● **What you have to do**
Reproduce the listing from the line with "Question. For every instance of the open" up to and including the line with "(1077, 310)", substituting "dark suit jacket" for "black suit jacket" and keeping everything else unchanged.

(Pointing dataset listing)

--- begin ---

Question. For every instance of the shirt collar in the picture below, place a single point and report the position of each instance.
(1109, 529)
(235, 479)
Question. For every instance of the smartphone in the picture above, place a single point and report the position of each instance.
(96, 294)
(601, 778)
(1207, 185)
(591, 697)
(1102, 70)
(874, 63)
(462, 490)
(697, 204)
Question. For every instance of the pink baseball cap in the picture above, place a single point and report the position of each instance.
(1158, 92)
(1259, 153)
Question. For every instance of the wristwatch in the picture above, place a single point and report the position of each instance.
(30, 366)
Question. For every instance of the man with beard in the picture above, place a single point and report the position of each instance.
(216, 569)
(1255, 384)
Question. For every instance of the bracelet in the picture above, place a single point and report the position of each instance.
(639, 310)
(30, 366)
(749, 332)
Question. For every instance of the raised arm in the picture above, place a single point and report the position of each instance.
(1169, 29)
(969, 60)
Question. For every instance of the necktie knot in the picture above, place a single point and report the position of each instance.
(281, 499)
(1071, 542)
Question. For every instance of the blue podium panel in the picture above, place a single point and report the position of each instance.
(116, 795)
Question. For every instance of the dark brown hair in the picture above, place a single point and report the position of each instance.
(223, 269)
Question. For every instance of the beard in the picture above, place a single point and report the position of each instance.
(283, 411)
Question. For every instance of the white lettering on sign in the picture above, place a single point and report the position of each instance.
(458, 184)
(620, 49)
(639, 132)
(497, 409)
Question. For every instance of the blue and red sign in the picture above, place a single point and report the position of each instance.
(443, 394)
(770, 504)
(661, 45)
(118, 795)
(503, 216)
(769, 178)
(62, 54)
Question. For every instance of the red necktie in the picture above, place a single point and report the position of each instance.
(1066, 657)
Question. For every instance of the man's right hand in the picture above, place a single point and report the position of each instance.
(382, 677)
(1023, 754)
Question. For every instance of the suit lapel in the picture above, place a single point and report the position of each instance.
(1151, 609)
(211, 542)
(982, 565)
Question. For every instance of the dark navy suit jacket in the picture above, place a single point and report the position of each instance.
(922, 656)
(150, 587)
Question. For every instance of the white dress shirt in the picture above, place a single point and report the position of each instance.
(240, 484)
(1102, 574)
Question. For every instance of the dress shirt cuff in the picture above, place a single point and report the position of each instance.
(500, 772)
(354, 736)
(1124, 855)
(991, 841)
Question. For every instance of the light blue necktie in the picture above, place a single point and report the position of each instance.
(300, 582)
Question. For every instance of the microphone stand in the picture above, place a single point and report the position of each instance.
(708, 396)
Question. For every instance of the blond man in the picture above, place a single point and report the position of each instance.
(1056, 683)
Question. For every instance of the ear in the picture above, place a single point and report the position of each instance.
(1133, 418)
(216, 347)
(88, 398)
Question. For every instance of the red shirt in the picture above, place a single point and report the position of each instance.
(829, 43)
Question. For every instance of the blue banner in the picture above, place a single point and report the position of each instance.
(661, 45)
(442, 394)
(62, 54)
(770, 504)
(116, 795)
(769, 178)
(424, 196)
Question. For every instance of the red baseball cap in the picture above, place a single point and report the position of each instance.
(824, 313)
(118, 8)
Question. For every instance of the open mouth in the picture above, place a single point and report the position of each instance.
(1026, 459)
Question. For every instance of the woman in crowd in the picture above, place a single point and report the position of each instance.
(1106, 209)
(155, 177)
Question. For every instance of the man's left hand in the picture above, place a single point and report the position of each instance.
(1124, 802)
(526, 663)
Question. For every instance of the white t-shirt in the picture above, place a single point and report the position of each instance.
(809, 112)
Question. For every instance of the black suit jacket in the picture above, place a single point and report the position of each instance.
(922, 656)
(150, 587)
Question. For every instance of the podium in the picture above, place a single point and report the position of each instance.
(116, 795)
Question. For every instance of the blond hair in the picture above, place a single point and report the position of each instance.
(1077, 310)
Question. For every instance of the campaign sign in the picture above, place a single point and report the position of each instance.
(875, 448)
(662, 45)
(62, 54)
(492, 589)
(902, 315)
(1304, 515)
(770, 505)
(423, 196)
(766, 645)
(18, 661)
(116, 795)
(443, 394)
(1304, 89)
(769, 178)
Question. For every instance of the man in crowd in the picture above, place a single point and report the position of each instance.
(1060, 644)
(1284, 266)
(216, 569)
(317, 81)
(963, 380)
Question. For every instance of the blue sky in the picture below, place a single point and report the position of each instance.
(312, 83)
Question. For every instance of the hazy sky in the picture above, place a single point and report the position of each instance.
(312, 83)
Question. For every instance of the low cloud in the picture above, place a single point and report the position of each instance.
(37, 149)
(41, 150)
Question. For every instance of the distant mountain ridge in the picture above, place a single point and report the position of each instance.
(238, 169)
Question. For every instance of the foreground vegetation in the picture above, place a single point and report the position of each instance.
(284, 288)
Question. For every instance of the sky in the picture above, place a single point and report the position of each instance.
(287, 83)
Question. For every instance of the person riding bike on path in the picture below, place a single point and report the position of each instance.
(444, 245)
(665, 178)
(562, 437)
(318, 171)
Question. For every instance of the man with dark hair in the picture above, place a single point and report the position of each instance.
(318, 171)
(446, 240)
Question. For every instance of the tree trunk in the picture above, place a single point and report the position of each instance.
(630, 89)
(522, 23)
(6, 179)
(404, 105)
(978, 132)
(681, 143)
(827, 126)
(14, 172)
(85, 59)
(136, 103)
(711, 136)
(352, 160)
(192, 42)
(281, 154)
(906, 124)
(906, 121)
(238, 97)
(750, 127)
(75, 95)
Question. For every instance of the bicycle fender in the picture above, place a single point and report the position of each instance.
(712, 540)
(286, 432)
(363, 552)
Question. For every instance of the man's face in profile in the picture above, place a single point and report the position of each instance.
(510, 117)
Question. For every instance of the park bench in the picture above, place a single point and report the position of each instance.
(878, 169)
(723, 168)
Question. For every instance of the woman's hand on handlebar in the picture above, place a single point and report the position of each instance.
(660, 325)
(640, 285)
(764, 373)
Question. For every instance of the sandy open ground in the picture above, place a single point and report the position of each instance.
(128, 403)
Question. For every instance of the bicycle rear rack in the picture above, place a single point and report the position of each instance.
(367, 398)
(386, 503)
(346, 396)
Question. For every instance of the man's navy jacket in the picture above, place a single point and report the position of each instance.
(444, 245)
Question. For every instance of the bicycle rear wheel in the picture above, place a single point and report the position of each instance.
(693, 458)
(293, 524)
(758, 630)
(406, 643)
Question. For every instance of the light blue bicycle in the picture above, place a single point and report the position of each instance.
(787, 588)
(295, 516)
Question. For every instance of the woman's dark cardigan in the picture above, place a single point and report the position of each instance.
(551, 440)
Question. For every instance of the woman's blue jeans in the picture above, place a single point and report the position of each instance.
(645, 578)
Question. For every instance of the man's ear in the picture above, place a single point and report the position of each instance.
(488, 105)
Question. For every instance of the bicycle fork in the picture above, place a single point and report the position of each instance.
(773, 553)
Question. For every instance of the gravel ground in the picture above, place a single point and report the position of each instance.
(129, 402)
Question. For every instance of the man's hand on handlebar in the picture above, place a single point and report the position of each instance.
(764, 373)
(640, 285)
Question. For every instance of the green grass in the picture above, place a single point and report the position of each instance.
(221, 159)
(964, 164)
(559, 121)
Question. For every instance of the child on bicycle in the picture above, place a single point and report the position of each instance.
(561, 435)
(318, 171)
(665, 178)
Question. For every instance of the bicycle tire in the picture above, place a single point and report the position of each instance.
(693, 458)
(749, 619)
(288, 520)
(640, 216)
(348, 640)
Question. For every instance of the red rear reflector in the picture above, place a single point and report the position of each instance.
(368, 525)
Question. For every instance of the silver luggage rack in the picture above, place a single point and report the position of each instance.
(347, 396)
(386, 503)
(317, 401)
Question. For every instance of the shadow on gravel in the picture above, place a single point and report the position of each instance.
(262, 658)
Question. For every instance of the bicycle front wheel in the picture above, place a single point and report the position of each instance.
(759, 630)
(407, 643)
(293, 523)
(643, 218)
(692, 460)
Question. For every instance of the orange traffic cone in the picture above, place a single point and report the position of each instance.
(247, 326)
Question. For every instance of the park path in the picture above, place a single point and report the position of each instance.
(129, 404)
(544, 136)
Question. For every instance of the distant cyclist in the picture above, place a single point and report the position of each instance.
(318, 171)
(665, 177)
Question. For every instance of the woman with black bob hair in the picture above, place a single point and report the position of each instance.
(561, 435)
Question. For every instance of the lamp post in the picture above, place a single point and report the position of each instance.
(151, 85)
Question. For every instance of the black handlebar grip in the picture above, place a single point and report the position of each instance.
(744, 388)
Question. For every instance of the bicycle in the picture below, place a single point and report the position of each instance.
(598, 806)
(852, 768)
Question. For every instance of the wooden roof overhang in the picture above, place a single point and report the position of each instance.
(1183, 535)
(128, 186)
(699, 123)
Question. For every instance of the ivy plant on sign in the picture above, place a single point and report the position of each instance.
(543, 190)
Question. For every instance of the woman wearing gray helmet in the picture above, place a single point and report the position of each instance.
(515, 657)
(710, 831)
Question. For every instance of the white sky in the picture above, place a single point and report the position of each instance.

--- end ---

● **Result for this task**
Question. For every instance of the open mouth in the picture above, place a single point and report the position of each instance.
(1026, 459)
Question. For every instance of the woman in crowd in the picture above, place a single point and report the position of each instance.
(1106, 209)
(155, 177)
Question. For every instance of the man's left hand in the picture above, place a single point and report the position of each instance.
(1124, 802)
(526, 663)
Question. For every instance of the white t-shirt in the picture above, place a single point and report the position of each instance.
(809, 112)
Question. For every instance of the dark suit jacket in the picture above, place a single point and report the position of each instance.
(922, 656)
(150, 587)
Question. For every instance of the podium in the picture above, place a single point and report the position of each instance.
(116, 795)
Question. For every instance of the blond hair in the picture above, place a single point and report the position of each instance.
(1077, 310)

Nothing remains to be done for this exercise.